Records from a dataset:
----------------------------------------
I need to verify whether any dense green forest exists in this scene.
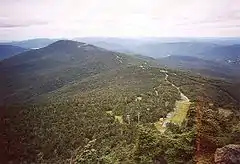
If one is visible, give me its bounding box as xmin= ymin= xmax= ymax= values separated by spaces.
xmin=0 ymin=42 xmax=240 ymax=164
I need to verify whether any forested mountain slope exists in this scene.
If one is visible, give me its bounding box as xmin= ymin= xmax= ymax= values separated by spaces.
xmin=0 ymin=41 xmax=240 ymax=164
xmin=0 ymin=44 xmax=28 ymax=61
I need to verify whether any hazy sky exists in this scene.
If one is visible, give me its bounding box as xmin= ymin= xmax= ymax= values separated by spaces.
xmin=0 ymin=0 xmax=240 ymax=40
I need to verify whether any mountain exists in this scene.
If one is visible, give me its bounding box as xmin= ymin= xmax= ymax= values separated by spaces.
xmin=1 ymin=38 xmax=59 ymax=49
xmin=0 ymin=40 xmax=240 ymax=164
xmin=158 ymin=56 xmax=240 ymax=79
xmin=0 ymin=45 xmax=27 ymax=60
xmin=0 ymin=40 xmax=144 ymax=104
xmin=202 ymin=45 xmax=240 ymax=65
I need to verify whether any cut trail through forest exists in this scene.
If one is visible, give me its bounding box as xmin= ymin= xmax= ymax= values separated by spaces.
xmin=155 ymin=70 xmax=191 ymax=132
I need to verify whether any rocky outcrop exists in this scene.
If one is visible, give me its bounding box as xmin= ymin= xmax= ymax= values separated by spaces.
xmin=214 ymin=144 xmax=240 ymax=164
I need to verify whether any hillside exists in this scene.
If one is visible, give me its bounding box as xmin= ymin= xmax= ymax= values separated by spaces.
xmin=0 ymin=40 xmax=240 ymax=164
xmin=0 ymin=40 xmax=144 ymax=104
xmin=158 ymin=56 xmax=240 ymax=80
xmin=0 ymin=45 xmax=27 ymax=61
xmin=1 ymin=38 xmax=59 ymax=49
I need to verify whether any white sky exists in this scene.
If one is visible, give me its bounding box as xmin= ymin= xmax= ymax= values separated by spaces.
xmin=0 ymin=0 xmax=240 ymax=40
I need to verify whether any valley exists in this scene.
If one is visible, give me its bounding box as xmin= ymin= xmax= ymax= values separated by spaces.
xmin=0 ymin=40 xmax=240 ymax=164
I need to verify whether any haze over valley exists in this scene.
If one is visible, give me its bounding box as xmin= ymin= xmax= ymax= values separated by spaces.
xmin=0 ymin=0 xmax=240 ymax=164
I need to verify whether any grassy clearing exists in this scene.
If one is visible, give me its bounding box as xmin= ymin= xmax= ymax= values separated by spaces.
xmin=115 ymin=116 xmax=123 ymax=124
xmin=154 ymin=120 xmax=166 ymax=133
xmin=170 ymin=100 xmax=191 ymax=125
xmin=106 ymin=110 xmax=113 ymax=116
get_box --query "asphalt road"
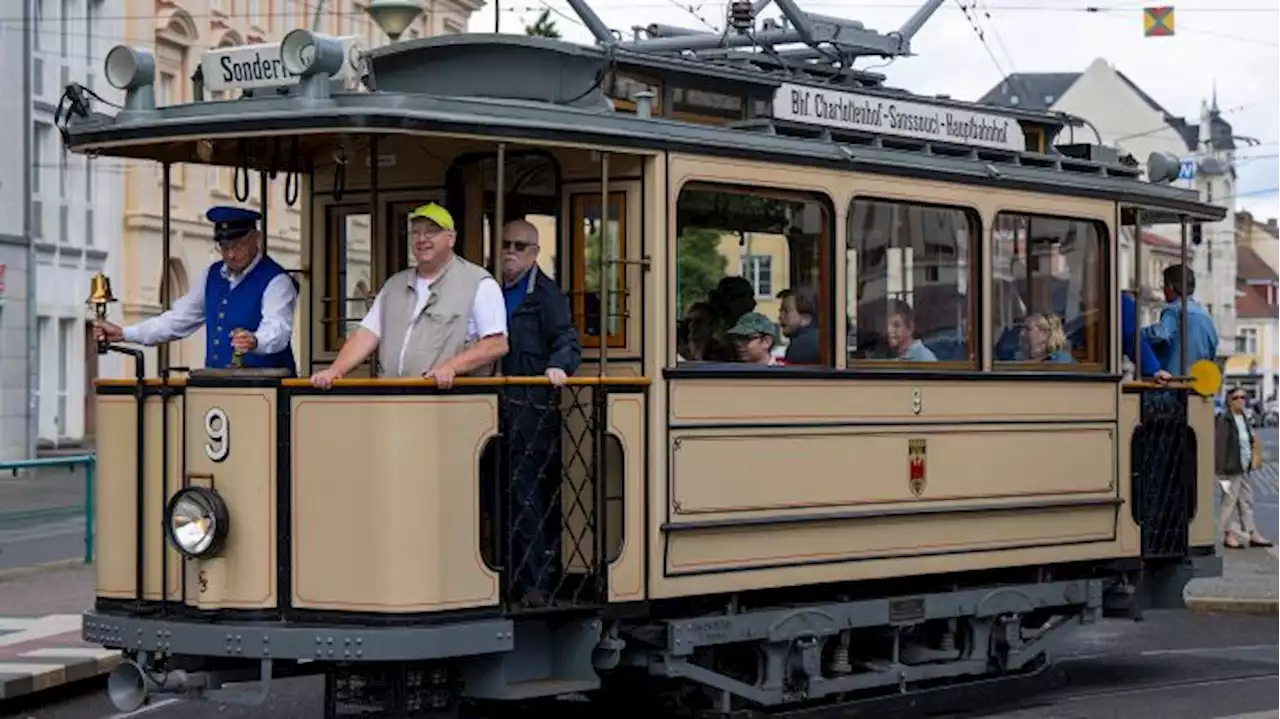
[0,467,84,570]
[7,612,1280,719]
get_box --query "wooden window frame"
[987,210,1119,374]
[841,194,986,372]
[320,202,381,356]
[667,180,837,365]
[568,189,631,349]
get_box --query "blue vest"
[205,255,298,377]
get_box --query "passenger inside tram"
[1018,312,1075,363]
[884,299,938,362]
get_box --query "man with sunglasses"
[486,220,582,606]
[1213,386,1271,549]
[93,206,298,368]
----------------------------------------
PROBLEM:
Could you copy out all the items above, switching every "scene" to "image" and keeping everything else unchanged? Leave the pictures out.

TASK RESPONSE:
I need to verify whether any dense green forest exists in this image.
If one is visible, give me its bounding box as xmin= ymin= xmax= ymax= values separated by spaces.
xmin=0 ymin=42 xmax=240 ymax=164
I need to verify whether any forested mountain slope exists in this image.
If one is visible, give me its bounding box as xmin= ymin= xmax= ymax= values separated by spaces.
xmin=0 ymin=41 xmax=240 ymax=164
xmin=0 ymin=44 xmax=28 ymax=61
I need to verify whether any hazy sky exists in this image.
If one is visible, give me its bounding box as xmin= ymin= xmax= ymax= values separated by spaces.
xmin=0 ymin=0 xmax=240 ymax=40
I need to verify whether any mountain exists in this image.
If one is visible, give me its bounding box as xmin= ymin= xmax= ymax= values separated by spaces.
xmin=1 ymin=38 xmax=59 ymax=49
xmin=0 ymin=40 xmax=240 ymax=164
xmin=158 ymin=56 xmax=240 ymax=79
xmin=0 ymin=45 xmax=27 ymax=60
xmin=0 ymin=40 xmax=144 ymax=104
xmin=202 ymin=45 xmax=240 ymax=65
I need to verify whether any cut trail through forest exists in this image.
If one is visible, give me its bounding box as xmin= ymin= xmax= ymax= values separated by spaces.
xmin=155 ymin=70 xmax=191 ymax=132
I need to verify whether any rocky outcrop exists in this image.
If one is visible, give me its bounding box as xmin= ymin= xmax= ymax= values separated by spaces.
xmin=214 ymin=144 xmax=240 ymax=164
I need to verify whether any hillside exists in this image.
If one is visible, give me its bounding box as xmin= ymin= xmax= ymax= values separated by spaces.
xmin=0 ymin=40 xmax=240 ymax=164
xmin=0 ymin=40 xmax=144 ymax=104
xmin=158 ymin=56 xmax=240 ymax=80
xmin=0 ymin=45 xmax=27 ymax=61
xmin=1 ymin=38 xmax=59 ymax=49
I need to verify whether any white sky exists in this image.
If one is visible, give me its bounding box as xmin= ymin= xmax= ymax= values separated by spaces.
xmin=0 ymin=0 xmax=240 ymax=40
I need to verify whether any valley exists in this image.
If one is visible, give me its bounding box as xmin= ymin= xmax= ymax= values separated by spaces.
xmin=0 ymin=40 xmax=240 ymax=164
I need to verify whether any haze over valley exists in this image.
If one is visible, give me its bounding box as xmin= ymin= xmax= ymax= values separated by spaces.
xmin=0 ymin=0 xmax=240 ymax=164
I need to verify whether any grassy clearing exists in this image.
If one is visible, give me its bounding box as xmin= ymin= xmax= ymax= values separated by spaces.
xmin=115 ymin=116 xmax=123 ymax=124
xmin=154 ymin=120 xmax=166 ymax=133
xmin=170 ymin=100 xmax=191 ymax=125
xmin=106 ymin=110 xmax=113 ymax=116
get_box --query "asphalt road"
[0,467,84,570]
[7,612,1280,719]
get_box --query "wooden window frame"
[987,210,1119,374]
[841,194,986,372]
[320,202,381,356]
[667,180,837,365]
[568,189,631,349]
get_box --query "blue vest"
[205,255,298,377]
get_box --query "passenger inside tram"
[1018,312,1075,363]
[884,299,938,362]
get_box --query "man with sunglasses"
[486,220,582,606]
[1213,386,1271,549]
[93,206,298,368]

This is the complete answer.